> _TASK PROMPT_:
Transcribe exactly every line from the one with "# point at: the snow covered" to the last line of the listing below, including both.

> _STORED DATA_:
━━━━━━━━

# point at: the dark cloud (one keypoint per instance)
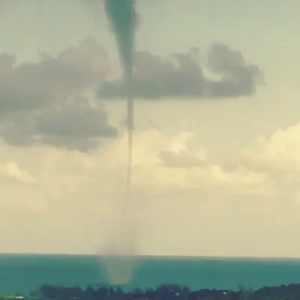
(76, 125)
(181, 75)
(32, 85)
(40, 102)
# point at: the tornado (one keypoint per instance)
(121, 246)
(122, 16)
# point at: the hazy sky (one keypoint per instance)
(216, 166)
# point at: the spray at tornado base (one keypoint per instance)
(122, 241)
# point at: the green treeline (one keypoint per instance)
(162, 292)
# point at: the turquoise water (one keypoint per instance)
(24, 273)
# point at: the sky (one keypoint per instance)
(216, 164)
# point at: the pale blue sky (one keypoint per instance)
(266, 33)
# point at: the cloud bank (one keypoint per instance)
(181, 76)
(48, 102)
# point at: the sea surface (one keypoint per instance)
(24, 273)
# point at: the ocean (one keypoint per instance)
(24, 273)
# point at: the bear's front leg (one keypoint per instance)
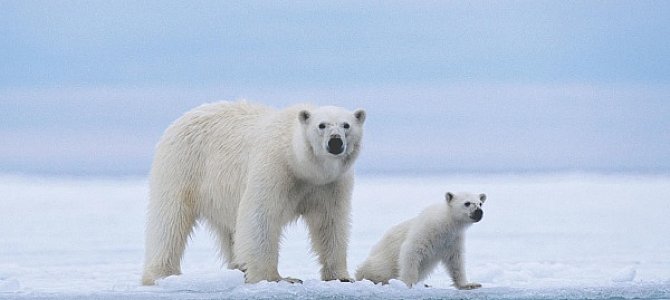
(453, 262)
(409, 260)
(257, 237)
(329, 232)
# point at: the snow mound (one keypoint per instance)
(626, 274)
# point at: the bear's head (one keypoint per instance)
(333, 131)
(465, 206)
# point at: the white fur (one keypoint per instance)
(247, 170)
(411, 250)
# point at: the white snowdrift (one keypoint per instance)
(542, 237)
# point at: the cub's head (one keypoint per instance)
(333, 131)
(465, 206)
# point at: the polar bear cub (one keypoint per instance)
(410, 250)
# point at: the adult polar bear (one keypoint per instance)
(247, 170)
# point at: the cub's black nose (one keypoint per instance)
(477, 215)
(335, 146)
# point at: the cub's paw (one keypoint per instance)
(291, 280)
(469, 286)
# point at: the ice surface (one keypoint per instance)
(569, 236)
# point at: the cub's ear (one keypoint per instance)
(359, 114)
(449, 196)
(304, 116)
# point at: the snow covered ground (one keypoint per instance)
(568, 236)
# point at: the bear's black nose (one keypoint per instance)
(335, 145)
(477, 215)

━━━━━━━━

> _FINAL ANSWER_:
# point at: the snow covered ground (one keypoint per instance)
(568, 236)
# point at: the bear's black nose (one keypoint per instance)
(335, 145)
(477, 215)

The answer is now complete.